### AIM OF THE EXERCISE
Locate and copy every row below that contains the string "notebook", treating uppercase and lowercase as distinct.

### DATA ENTRIES
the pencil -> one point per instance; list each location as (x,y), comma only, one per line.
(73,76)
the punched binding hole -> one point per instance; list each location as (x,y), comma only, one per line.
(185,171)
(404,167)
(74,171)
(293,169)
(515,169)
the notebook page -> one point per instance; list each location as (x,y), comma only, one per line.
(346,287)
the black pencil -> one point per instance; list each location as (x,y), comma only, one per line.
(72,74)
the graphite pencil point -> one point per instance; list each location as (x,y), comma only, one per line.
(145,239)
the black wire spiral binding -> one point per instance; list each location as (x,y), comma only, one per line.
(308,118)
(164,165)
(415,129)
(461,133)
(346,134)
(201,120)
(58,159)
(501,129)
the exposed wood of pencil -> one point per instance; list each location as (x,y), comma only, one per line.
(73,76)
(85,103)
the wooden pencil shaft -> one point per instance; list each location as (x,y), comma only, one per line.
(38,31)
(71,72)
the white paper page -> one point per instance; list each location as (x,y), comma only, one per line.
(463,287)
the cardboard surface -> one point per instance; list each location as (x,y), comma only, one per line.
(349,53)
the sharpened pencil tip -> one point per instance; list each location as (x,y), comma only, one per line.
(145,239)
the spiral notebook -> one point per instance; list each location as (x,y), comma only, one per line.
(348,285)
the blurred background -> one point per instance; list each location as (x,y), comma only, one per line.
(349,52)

...

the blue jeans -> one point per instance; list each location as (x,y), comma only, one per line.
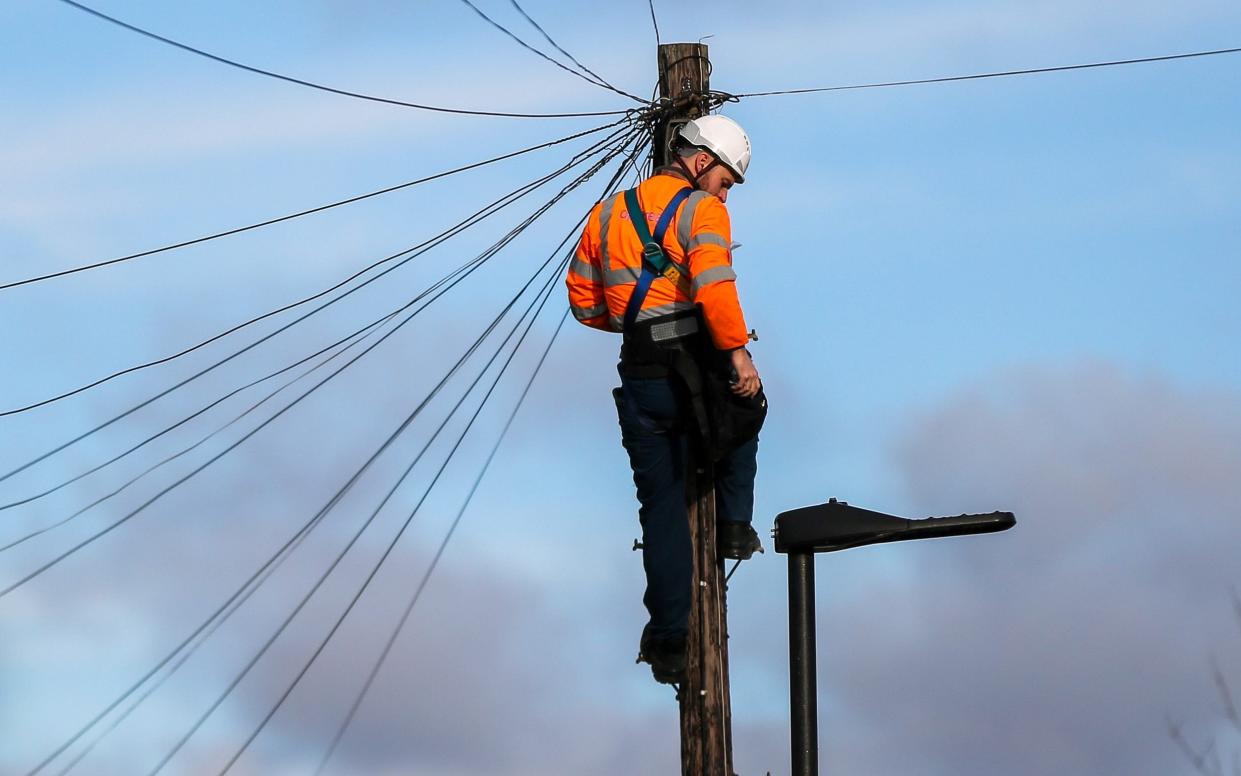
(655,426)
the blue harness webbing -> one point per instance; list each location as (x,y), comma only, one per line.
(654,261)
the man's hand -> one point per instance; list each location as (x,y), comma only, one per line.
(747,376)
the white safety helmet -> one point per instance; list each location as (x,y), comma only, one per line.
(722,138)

---

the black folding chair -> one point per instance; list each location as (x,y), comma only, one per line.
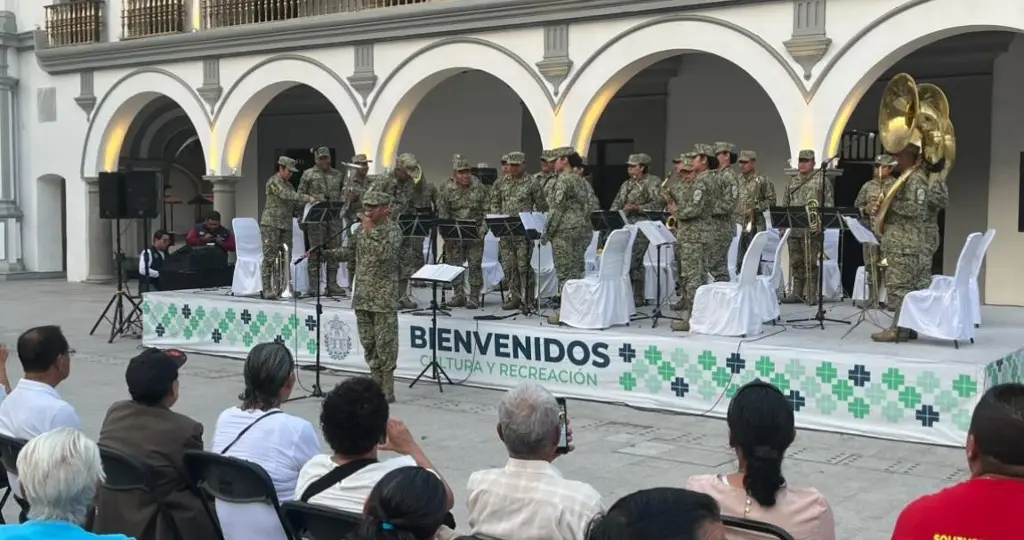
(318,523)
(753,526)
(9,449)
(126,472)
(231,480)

### EXERCISE RESULT
the notebook page -> one point per instance; list each location as (x,y), comma only, one per line.
the spiral notebook -> one point per instance; list each location as (x,y), comma only, one per line.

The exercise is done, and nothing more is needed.